§ Given text
----------------------------------------

Re: Reading Avro messages from Kafka using Structured Streaming in Spark 2.1

Michael Armbrust Fri, 12 May 2017 12:22:53 -0700

I believe that Avro/Kafka messages have a few bytes at the beginning of the
message to denote which schema is being used.  Have you tried using
the KafkaAvroDecoder inside of the map instead?


On Fri, May 12, 2017 at 9:26 AM, Revin Chalil <rcha...@expedia.com> wrote:

> Just following up on this; would appreciate any responses on this. Thanks.
>
>
>
> *From:* Revin Chalil [mailto:rcha...@expedia.com]
> *Sent:* Wednesday, May 10, 2017 11:21 PM
> *To:* user@spark.apache.org
> *Subject:* Reading Avro messages from Kafka using Structured Streaming in
> Spark 2.1
>
>
>
> I am trying to convert avro records with field type = bytes to json string 
> using Structured Streaming in Spark 2.1. Please see below.
>
>
>
> *object *AvroConvert {
>
>   *case class *KafkaMessage(
>                            payload: String
>                          )
>
>   *val **schemaString *=    """{
>                             "type" : "record",
>                             "name" : "HdfsEvent",
>                             "namespace" : "com.abc.def.domain.hdfs",
>                             "fields" : [ {
>                               "name" : "payload",
>                               "type" : {
>                                 "type" : "bytes",
>                                 "java-class" : "[B"
>                               }
>                             } ]
>                           }"""
>   *val **messageSchema *= *new *Schema.Parser().parse(*schemaString*)
>   *val **reader *= *new *GenericDatumReader[GenericRecord](*messageSchema*)
>   // Binary decoder
>   *val **decoder *= DecoderFactory.*get*()
>   // Register implicit encoder for map operation
>   *implicit val **encoder*: Encoder[GenericRecord] = 
> org.apache.spark.sql.Encoders.*kryo*[GenericRecord]
>
>   *def *main(args: Array[String]) {
>
>     *val *KafkaBroker = "**.**.**.**:9092";
>     *val *InTopic = "avro";
>
>     // Get Spark session
>     *val *session = SparkSession
>       .

----------------------------------------

§ Given material

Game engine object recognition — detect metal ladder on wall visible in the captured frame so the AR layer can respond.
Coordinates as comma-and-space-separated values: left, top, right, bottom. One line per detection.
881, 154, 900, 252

----------------------------------------

§ List of tasks
[1] In the Avro-from-Kafka thread, what does Michael Armbrust suggest using inside the map?
[2] Continue the Avro-from-Kafka thread from its last line.

§ Expected answers
[1] The KafkaAvroDecoder.

[2]
> *builder      *.master("local[*]")
>       .appName("myapp")
>       .getOrCreate()
>
>     // Load streaming data
>     *import *session.implicits._
>
>     *val *data = session
>       .readStream
>       .format("kafka")
>       .option("kafka.bootstrap.servers", KafkaBroker)
>       .option("subscribe", InTopic)
>       .load()
>       .select($"value".as[Array[Byte]])
>       .map(d => {
>         *val *rec = *reader*.read(*null*, *decoder*.binaryDecoder(d, *null*))
>         *val *payload = rec.get("payload").asInstanceOf[Byte].toString
>         *new *KafkaMessage(payload)
>       })
>
>     *val *query = data.writeStream
>       .outputMode("Append")
>       .format("console")
>       .start()
>
>     query.awaitTermination()
>   }
> }
>
>
>
>
>
> I am getting the below error.
>
> org.apache.avro.AvroRuntimeException: Malformed data. Length is negative: -40
>
>     at org.apache.avro.io.BinaryDecoder.doReadBytes(BinaryDecoder.java:336)
>
>     at org.apache.avro.io.BinaryDecoder.readString(BinaryDecoder.java:263)
>
>     at 
> org.apache.avro.io.ResolvingDecoder.readString(ResolvingDecoder.java:201)
>
>     at 
> org.apache.avro.generic.GenericDatumReader.readString(GenericDatumReader.java:363)
>
>     at 
> org.apache.avro.generic.GenericDatumReader.readString(GenericDatumReader.java:355)
>
>     at 
> org.apache.avro.generic.GenericDatumReader.read(GenericDatumReader.java:157)
>
>     at 
> org.apache.avro.generic.GenericDatumReader.readField(GenericDatumReader.java:193)
>
>     at 
> org.apache.avro.generic.GenericDatumReader.readRecord(GenericDatumReader.java:183)
>
>     at 
> org.apache.avro.generic.GenericDatumReader.read(GenericDatumReader.java:151)
>
>     at 
> org.apache.avro.generic.GenericDatumReader.read(GenericDatumReader.java:142)
>
>     at 
> com.expedia.ecpr.risk.data.spark.streaming.MyMain$$anonfun$1.apply(StreamingDecisionJson.scala:99)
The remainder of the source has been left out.